§ **To be done**: Please repeat the records from the first line through the line containing "[2,65,202,155]", substituting "reflected hull" for "hull reflection" and leaving everything else unchanged.

§ **Working data**:
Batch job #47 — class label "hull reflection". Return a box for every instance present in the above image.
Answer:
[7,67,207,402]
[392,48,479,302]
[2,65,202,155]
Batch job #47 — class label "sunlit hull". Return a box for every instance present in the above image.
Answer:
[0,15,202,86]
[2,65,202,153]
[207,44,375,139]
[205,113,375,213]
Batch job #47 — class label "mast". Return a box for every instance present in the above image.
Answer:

§ **Reply to the task**:
Batch job #47 — class label "reflected hull". Return a box for every instance present in the above image.
Answer:
[7,67,207,402]
[392,48,479,302]
[2,65,202,155]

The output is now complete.